Give the listing again in full, exactly as written.
┄┄┄┄┄┄┄┄┄┄┄┄┄┄┄┄┄┄┄┄
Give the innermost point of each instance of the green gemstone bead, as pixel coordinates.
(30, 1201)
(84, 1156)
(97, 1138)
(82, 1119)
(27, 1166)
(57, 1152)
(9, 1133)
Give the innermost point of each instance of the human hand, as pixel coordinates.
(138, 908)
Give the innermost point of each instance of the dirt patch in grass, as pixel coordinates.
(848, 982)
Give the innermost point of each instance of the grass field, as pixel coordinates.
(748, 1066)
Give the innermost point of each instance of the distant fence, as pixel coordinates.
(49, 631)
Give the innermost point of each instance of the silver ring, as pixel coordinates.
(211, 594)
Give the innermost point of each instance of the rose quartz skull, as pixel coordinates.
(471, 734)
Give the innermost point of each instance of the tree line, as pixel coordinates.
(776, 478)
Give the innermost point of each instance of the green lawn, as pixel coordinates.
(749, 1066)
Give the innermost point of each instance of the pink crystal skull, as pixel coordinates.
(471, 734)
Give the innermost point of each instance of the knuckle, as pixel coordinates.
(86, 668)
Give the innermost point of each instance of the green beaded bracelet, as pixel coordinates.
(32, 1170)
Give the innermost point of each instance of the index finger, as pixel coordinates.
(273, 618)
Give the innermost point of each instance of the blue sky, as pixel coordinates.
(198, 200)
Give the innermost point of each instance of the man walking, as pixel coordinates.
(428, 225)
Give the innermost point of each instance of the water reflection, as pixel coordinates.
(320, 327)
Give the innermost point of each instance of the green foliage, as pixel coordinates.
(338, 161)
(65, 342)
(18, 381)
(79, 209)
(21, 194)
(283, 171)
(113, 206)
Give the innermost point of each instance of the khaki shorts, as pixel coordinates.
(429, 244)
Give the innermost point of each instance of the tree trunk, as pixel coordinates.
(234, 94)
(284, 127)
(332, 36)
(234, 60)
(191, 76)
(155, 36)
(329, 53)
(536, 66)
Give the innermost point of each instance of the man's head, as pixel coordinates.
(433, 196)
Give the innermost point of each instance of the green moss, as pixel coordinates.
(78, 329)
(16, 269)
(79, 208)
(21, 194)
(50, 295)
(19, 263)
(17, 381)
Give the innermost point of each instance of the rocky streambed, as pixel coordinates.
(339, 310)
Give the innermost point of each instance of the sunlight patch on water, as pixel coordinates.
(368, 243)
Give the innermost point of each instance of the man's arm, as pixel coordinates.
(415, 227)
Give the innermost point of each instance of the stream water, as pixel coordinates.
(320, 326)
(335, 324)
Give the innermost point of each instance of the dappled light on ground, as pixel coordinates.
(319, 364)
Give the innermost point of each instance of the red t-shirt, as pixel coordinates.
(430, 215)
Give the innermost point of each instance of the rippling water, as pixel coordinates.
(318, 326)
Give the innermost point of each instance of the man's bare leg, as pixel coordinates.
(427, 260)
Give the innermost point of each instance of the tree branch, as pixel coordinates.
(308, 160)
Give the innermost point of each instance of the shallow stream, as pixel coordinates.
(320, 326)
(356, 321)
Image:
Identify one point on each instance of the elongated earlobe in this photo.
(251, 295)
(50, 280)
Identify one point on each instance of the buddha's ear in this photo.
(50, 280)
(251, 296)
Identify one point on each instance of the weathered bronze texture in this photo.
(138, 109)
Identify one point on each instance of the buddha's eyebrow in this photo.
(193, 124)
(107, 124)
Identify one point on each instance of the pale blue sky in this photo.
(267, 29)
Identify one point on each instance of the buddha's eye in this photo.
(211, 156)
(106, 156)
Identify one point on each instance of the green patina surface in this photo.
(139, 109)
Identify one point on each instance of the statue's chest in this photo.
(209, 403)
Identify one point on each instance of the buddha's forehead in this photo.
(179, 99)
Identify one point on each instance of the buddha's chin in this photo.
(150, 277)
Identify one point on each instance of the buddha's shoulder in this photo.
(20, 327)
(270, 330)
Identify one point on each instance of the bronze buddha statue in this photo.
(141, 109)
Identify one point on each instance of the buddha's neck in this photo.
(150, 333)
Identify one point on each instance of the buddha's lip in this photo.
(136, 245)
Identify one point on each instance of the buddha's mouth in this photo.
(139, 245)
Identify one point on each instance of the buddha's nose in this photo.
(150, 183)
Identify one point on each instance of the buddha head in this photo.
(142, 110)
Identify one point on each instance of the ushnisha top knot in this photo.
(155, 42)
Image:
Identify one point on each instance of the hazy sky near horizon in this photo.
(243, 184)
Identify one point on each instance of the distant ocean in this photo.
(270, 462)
┄┄┄┄┄┄┄┄┄┄┄┄┄┄┄┄┄┄┄┄
▶ _EXERCISE OUTPUT_
Give the innermost point of each instance of the green gemstone bead, as pixel coordinates.
(30, 1201)
(84, 1156)
(97, 1138)
(82, 1119)
(27, 1166)
(57, 1152)
(9, 1133)
Give the innermost point of each instance of the human hand, as pixel coordinates.
(138, 908)
Give the innermost point of each instance of the dirt patch in grass, as pixel coordinates.
(848, 982)
Give the innermost point of each instance of the grass field, as pixel coordinates.
(748, 1066)
Give the innermost point of each instance of the distant fence, as pixel coordinates.
(49, 631)
Give the innermost point of each instance of the silver ring, as pixel coordinates.
(211, 594)
Give the innermost point of each instance of the rose quartz skull, as pixel coordinates.
(471, 734)
Give the innermost point of each instance of the tree line, as pixel coordinates.
(776, 478)
Give the innermost point of each instance of the green lawn, as pixel coordinates.
(749, 1066)
Give the innermost point of each instance of the pink crystal skull, as pixel coordinates.
(471, 734)
Give the innermost point of each instance of the knuckle, as pixel coordinates.
(86, 668)
Give the innermost point of each instance of the green beaded bracelet, as pixel coordinates.
(32, 1170)
Give the innermost point of each instance of the index finger, as pixel coordinates.
(273, 618)
Give the innermost point of each instance of the blue sky, as pixel coordinates.
(198, 200)
Give the innermost point of each instance of the man walking, as pixel coordinates.
(428, 225)
Give the innermost point of each instance of the water reflection, as pixel coordinates.
(320, 327)
Give the innermost point of each instance of the green foliage, as pixel coordinates.
(338, 161)
(65, 342)
(18, 381)
(79, 209)
(21, 194)
(283, 171)
(113, 206)
Give the innermost point of each instance of the khaki shorts, as pixel coordinates.
(429, 244)
Give the innermost point of each instance of the tree trunk, as pixel coordinates.
(234, 94)
(284, 127)
(332, 36)
(234, 60)
(191, 76)
(155, 36)
(329, 53)
(536, 66)
Give the innermost point of each instance of the man's head, as pixel coordinates.
(433, 196)
Give the innermost point of each instance of the green moss, as pixel coordinates.
(78, 329)
(16, 269)
(79, 208)
(21, 194)
(50, 295)
(19, 263)
(17, 381)
Give the innermost point of each instance of the rocky streambed, as pixel coordinates.
(339, 310)
Give the innermost point of each instance of the sunlight patch on water, as pixel coordinates.
(368, 243)
Give the innermost point of each instance of the man's arm, as pixel coordinates.
(415, 227)
Give the innermost point of each instance of the stream water, as pixel coordinates.
(320, 326)
(335, 324)
Give the innermost point of each instance of the dappled light on ground, as pixel coordinates.
(319, 364)
Give the innermost point of each instance of the red t-shirt, as pixel coordinates.
(430, 215)
Give the innermost point of each instance of the rippling water, as pixel coordinates.
(318, 326)
Give the innermost point of each instance of the man's bare leg, as pixel coordinates.
(427, 260)
Give the innermost point of each instance of the tree branch, as pixel coordinates.
(308, 160)
Give the innermost point of each instance of the shallow stream, as pixel coordinates.
(320, 326)
(356, 321)
Image:
Identify one point on each instance of the elongated earlobe in this photo.
(251, 295)
(50, 280)
Identify one point on each instance of the buddha's ear in this photo.
(50, 280)
(251, 296)
Identify one point on each instance of the weathered bronze texture in this photo.
(138, 109)
Identify one point on each instance of the buddha's eyebrow in this photo.
(193, 124)
(107, 124)
Identify one point on each instance of the pale blue sky in this photo.
(267, 29)
Identify one point on each instance of the buddha's eye in this photo.
(211, 156)
(106, 156)
Identify one point on each instance of the green patina surface in this photo.
(139, 109)
Identify one point on each instance of the statue's chest in this photo.
(209, 403)
Identify one point on each instance of the buddha's forehead in this photo.
(179, 99)
Identify one point on each instance of the buddha's chin in this photo.
(150, 277)
Identify one point on each instance of the buddha's shoulder in this photo.
(20, 327)
(270, 330)
Identify one point on each instance of the bronze buddha statue in this photo.
(141, 109)
Identify one point on each instance of the buddha's neck in this photo.
(150, 333)
Identify one point on each instance of the buddha's lip in this photo.
(136, 245)
Identify one point on each instance of the buddha's mouth in this photo.
(139, 245)
Identify one point on each instance of the buddha's nose in this photo.
(150, 183)
Identify one point on each instance of the buddha head in this photo.
(142, 110)
Identify one point on each instance of the ushnisha top knot in this photo.
(155, 42)
Image:
Identify one point on each instance of the hazy sky near horizon in this photo.
(243, 184)
Identify one point on each instance of the distant ocean in this photo.
(270, 462)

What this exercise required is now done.